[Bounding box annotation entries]
%%

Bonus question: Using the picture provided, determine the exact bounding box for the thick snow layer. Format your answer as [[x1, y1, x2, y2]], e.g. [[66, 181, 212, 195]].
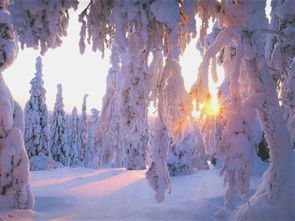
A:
[[0, 167, 268, 221]]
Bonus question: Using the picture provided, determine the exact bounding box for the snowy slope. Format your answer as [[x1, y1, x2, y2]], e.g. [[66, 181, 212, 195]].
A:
[[1, 168, 268, 221]]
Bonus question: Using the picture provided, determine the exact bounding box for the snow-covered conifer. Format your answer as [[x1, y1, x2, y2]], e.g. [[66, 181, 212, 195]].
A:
[[69, 107, 82, 166], [266, 0, 295, 146], [190, 0, 295, 220], [78, 94, 90, 166], [50, 84, 70, 166], [0, 0, 34, 209], [93, 46, 125, 167], [167, 119, 209, 176], [24, 57, 51, 158], [87, 108, 100, 167]]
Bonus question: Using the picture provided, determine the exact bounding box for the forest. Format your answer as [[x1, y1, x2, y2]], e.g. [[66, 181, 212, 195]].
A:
[[0, 0, 295, 221]]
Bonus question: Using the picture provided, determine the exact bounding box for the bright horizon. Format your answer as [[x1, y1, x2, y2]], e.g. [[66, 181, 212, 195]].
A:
[[3, 0, 270, 113], [3, 4, 201, 113]]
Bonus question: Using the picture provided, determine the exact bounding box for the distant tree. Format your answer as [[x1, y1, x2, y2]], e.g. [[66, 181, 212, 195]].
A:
[[50, 84, 70, 166], [68, 107, 82, 166], [0, 0, 34, 209], [167, 119, 209, 176], [87, 108, 100, 167], [24, 57, 51, 158], [78, 94, 89, 166]]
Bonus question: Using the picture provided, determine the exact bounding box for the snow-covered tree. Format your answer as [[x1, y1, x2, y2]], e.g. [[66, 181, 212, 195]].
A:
[[0, 0, 34, 209], [167, 119, 209, 176], [24, 57, 51, 158], [190, 0, 295, 220], [87, 108, 100, 167], [266, 0, 295, 146], [69, 107, 82, 166], [50, 84, 70, 166], [10, 0, 78, 54], [78, 94, 90, 166], [93, 46, 125, 167]]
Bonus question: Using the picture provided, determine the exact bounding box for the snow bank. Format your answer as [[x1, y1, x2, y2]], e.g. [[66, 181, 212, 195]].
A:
[[30, 153, 63, 171]]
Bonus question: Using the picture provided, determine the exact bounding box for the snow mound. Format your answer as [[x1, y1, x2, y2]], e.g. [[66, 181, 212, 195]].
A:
[[30, 153, 63, 171]]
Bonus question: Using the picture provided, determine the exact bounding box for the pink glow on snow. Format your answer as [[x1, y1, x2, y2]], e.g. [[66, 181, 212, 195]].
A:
[[65, 171, 144, 197], [31, 170, 107, 187]]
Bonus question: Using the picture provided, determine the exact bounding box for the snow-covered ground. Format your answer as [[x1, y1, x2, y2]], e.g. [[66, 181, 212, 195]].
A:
[[0, 163, 268, 221]]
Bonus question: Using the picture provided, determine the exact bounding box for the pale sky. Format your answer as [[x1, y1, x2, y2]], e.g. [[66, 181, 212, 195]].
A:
[[3, 1, 270, 115], [3, 7, 201, 112]]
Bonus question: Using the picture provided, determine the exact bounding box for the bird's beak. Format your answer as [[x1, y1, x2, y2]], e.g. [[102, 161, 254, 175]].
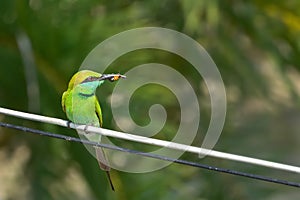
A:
[[98, 74, 126, 82]]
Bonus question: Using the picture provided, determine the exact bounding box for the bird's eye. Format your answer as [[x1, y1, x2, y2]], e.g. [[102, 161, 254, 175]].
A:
[[82, 76, 97, 83]]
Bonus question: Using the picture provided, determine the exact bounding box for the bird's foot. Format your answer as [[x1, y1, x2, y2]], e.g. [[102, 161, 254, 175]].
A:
[[67, 120, 72, 128], [83, 124, 89, 134]]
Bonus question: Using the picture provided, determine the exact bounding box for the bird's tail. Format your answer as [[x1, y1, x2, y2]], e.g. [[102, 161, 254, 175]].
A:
[[95, 147, 115, 191]]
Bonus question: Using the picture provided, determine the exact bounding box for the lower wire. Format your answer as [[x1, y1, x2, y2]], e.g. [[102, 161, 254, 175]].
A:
[[0, 122, 300, 188]]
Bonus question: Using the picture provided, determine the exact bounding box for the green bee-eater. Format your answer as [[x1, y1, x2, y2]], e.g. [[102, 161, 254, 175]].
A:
[[61, 70, 125, 190]]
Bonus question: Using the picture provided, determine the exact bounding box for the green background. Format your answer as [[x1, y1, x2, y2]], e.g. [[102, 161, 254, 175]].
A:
[[0, 0, 300, 200]]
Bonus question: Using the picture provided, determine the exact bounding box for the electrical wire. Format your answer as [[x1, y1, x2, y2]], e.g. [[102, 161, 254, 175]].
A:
[[0, 122, 300, 188], [0, 107, 300, 174]]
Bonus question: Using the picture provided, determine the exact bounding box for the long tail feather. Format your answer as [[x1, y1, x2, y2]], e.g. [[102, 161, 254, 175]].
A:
[[95, 147, 115, 191]]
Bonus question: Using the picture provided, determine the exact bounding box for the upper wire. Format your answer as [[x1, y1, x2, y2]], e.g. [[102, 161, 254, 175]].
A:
[[0, 122, 300, 188]]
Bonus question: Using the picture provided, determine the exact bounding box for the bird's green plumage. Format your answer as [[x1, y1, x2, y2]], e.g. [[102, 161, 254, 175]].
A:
[[62, 70, 103, 127], [61, 70, 125, 190]]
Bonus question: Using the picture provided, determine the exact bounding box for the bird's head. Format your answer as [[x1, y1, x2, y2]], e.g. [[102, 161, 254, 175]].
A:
[[68, 70, 126, 90]]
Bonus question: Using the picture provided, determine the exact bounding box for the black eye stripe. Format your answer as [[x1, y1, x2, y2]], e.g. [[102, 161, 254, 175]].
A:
[[82, 76, 98, 83]]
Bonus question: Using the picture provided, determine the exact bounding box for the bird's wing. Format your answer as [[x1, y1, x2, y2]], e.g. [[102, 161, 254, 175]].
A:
[[95, 96, 103, 127], [61, 91, 67, 112]]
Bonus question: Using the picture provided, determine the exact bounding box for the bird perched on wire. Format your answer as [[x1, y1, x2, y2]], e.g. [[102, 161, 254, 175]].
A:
[[61, 70, 126, 190]]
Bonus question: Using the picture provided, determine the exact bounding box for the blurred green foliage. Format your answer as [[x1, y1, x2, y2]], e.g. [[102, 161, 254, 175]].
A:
[[0, 0, 300, 200]]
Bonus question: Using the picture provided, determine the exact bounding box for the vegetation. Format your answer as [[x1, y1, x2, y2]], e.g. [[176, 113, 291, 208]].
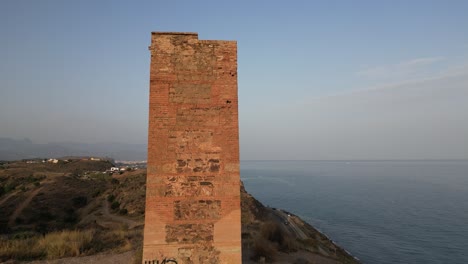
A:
[[0, 160, 355, 263]]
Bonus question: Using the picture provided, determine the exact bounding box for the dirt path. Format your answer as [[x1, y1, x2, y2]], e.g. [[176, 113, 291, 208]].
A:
[[102, 200, 143, 229], [8, 187, 43, 226]]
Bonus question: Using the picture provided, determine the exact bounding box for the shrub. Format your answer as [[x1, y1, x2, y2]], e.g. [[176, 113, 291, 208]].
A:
[[72, 196, 88, 208], [111, 201, 120, 210], [107, 194, 115, 203]]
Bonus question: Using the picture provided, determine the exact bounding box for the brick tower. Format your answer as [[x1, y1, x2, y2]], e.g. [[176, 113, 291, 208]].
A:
[[143, 32, 242, 264]]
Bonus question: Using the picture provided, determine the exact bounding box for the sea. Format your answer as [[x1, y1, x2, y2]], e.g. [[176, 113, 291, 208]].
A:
[[241, 160, 468, 264]]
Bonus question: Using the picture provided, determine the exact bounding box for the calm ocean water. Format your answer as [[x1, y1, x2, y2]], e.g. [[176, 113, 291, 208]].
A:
[[241, 161, 468, 264]]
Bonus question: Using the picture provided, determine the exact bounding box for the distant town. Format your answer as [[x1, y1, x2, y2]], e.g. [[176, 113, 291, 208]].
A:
[[17, 157, 146, 174]]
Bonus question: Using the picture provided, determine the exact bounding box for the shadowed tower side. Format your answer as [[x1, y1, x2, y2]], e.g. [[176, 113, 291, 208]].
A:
[[143, 32, 242, 264]]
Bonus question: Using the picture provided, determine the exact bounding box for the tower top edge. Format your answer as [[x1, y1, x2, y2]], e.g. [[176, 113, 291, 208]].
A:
[[151, 31, 198, 36]]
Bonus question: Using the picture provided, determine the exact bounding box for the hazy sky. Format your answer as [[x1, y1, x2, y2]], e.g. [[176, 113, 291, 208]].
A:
[[0, 0, 468, 159]]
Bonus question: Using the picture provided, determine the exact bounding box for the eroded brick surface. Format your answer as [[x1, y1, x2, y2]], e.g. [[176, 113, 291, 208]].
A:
[[174, 199, 221, 220], [143, 32, 241, 264]]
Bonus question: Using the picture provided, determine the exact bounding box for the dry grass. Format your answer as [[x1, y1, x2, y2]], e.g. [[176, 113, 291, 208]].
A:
[[38, 230, 94, 259], [0, 230, 94, 261]]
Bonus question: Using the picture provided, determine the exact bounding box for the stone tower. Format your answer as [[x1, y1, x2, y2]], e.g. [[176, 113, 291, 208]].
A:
[[143, 32, 242, 264]]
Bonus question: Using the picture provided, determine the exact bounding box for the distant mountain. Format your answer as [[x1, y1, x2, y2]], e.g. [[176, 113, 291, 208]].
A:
[[0, 138, 147, 160]]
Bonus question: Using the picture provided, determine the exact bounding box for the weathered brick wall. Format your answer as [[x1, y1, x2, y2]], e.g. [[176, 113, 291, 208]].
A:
[[143, 32, 241, 264]]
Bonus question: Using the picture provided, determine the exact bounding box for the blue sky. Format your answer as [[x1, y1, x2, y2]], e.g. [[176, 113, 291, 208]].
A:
[[0, 0, 468, 159]]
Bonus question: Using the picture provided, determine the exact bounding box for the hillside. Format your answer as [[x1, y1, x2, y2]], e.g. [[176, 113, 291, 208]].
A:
[[0, 160, 357, 263]]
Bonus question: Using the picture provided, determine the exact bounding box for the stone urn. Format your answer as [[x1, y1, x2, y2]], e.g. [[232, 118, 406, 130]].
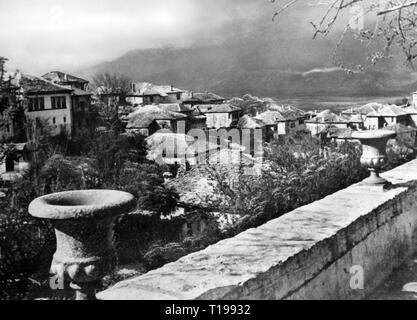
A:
[[29, 190, 135, 300], [352, 130, 396, 186]]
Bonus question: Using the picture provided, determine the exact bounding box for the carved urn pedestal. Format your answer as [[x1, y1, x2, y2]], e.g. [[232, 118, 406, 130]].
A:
[[29, 190, 135, 300], [352, 130, 396, 187]]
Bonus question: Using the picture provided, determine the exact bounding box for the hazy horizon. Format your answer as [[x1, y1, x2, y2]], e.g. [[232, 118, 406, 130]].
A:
[[0, 0, 358, 74]]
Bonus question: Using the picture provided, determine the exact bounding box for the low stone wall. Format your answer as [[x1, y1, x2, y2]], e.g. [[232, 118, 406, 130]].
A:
[[98, 160, 417, 300]]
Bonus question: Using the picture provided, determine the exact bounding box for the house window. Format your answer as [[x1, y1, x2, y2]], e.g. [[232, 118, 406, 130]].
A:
[[28, 97, 45, 111], [51, 96, 67, 109], [185, 222, 193, 237]]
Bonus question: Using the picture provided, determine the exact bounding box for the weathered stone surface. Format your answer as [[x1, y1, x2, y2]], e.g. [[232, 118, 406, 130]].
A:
[[402, 282, 417, 293], [29, 190, 135, 299], [98, 160, 417, 300], [29, 190, 134, 219]]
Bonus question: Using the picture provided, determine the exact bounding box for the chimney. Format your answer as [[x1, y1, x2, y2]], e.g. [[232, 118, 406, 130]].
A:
[[13, 69, 22, 86]]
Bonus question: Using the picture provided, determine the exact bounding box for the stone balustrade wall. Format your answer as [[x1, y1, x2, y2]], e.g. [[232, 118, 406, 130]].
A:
[[98, 160, 417, 300]]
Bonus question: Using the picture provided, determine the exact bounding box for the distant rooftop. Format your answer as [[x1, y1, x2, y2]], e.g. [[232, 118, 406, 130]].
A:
[[14, 73, 73, 94], [42, 71, 89, 83], [126, 105, 187, 129], [197, 104, 241, 113]]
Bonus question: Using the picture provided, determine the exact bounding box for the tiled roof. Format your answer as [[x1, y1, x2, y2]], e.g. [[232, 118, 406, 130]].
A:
[[197, 104, 241, 113], [404, 107, 417, 114], [126, 105, 187, 129], [132, 82, 185, 97], [255, 110, 286, 125], [42, 71, 88, 83], [17, 74, 72, 94], [185, 92, 225, 102], [71, 88, 92, 96], [237, 114, 265, 129], [379, 105, 406, 117], [269, 103, 306, 120], [366, 105, 408, 117]]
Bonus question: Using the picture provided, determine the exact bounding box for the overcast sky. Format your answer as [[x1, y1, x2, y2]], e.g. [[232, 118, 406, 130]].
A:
[[0, 0, 272, 73]]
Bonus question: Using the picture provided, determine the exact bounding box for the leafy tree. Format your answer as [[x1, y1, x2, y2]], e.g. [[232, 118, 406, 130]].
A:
[[271, 0, 417, 71]]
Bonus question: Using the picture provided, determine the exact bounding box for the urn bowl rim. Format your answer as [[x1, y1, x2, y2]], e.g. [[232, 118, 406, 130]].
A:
[[29, 189, 135, 220]]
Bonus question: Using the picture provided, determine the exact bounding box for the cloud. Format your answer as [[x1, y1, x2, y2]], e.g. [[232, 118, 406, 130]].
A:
[[0, 0, 358, 73]]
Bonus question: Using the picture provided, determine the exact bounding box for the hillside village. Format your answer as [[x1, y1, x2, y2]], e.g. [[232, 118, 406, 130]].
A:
[[0, 71, 417, 241]]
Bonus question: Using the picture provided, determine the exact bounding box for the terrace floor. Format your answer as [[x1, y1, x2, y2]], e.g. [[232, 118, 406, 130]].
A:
[[367, 254, 417, 300]]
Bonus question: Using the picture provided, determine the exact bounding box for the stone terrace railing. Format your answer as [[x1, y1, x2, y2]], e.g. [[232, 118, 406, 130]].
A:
[[97, 160, 417, 300]]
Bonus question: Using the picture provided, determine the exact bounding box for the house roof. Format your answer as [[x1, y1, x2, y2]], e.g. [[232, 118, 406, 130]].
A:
[[132, 82, 185, 97], [237, 114, 265, 129], [306, 110, 351, 124], [366, 104, 409, 117], [42, 71, 89, 83], [197, 103, 241, 113], [71, 88, 93, 96], [404, 107, 417, 114], [269, 103, 306, 120], [145, 129, 218, 160], [184, 92, 225, 102], [166, 167, 224, 209], [126, 105, 187, 129], [16, 73, 73, 95], [379, 104, 407, 117], [328, 127, 353, 139], [255, 110, 287, 125]]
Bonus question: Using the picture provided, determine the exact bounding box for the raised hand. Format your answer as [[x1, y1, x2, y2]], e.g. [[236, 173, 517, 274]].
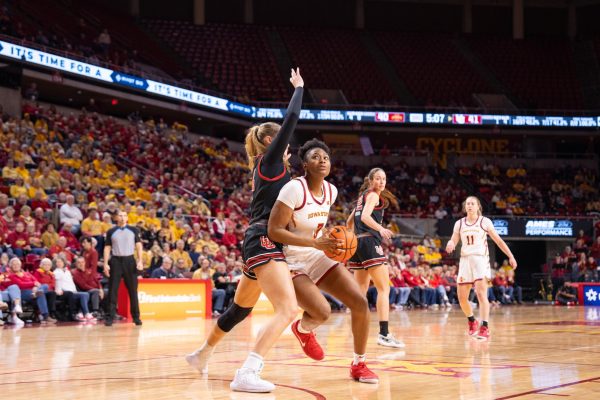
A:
[[290, 68, 304, 88], [379, 227, 394, 240]]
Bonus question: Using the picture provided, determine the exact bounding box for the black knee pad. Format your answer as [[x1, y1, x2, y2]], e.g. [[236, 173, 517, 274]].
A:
[[217, 303, 252, 332]]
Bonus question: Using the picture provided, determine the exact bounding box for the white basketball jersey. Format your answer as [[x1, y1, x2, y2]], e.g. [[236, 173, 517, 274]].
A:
[[454, 216, 494, 257], [277, 177, 338, 257]]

%%

| Set exercise |
Give the stretch of data from the line containing "the green background." through the line containing "[[68, 70, 126, 90]]" as a numbered list, leaving out blank lines.

| Exercise solution |
1. Bonus question: Using the picture provided, determine the exact bounding box for the green background. Format your answer as [[x1, y1, x2, y2]], e.g. [[102, 161, 254, 175]].
2. A:
3. [[0, 0, 300, 200]]
4. Bonus question: Using the picture provided, determine the exact bounding box for the electrical wire. Format your answer as [[x1, y1, x2, y2]], e.g. [[102, 161, 254, 175]].
5. A:
6. [[0, 122, 300, 188], [0, 107, 300, 174]]
7. Bonus question: Using the picture provided, determine the exact bounding box for the long tail feather. Format your answer as [[x1, y1, x2, y2]], e.g. [[102, 161, 254, 175]].
8. A:
9. [[95, 147, 115, 191]]
10. Bonus question: Using the picture provided, determine the exact bounding box for the upper wire. Format your answer as [[x1, y1, x2, y2]], e.g. [[102, 161, 254, 175]].
11. A:
12. [[0, 122, 300, 188]]
13. Bonus question: Using the picture provided, determine the exact bounding box for the bird's green plumage. Format your answer as [[x1, y1, x2, y2]], e.g. [[102, 161, 254, 175]].
14. A:
15. [[62, 70, 103, 127], [61, 70, 125, 190]]
16. Bonus question: Using the picture provided, determine the exact bounding box for the bird's head. Format your answer as [[x1, y1, x2, y2]], e.g. [[102, 161, 254, 175]].
17. A:
18. [[68, 70, 126, 90]]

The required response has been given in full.